**Dataset records**:
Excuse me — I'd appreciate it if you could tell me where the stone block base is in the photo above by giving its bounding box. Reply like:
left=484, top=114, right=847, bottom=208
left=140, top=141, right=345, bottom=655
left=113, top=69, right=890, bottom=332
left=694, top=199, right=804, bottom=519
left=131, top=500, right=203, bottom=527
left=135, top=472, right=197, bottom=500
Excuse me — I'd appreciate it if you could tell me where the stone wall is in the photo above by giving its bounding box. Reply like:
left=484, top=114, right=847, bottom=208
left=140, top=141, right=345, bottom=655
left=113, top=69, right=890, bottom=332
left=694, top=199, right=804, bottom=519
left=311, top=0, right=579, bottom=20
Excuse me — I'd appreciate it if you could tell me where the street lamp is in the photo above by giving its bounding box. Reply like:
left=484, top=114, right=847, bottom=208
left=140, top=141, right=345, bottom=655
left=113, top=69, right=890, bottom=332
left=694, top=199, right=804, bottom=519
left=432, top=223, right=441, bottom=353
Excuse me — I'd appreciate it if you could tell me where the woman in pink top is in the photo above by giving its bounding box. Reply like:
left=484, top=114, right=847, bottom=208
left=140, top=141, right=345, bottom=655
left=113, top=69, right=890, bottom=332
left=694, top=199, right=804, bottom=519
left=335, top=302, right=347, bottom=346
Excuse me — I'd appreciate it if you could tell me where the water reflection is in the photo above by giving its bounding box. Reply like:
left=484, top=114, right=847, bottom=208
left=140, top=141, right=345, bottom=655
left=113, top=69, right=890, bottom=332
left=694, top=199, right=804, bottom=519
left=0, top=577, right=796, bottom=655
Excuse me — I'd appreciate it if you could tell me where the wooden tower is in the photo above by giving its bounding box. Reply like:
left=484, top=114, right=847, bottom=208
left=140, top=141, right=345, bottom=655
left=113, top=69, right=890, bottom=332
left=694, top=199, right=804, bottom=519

**Objective**:
Count the lines in the rows above that contain the string "appreciate" with case taken into account, and state only the resulting number.

**Solution for this problem**:
6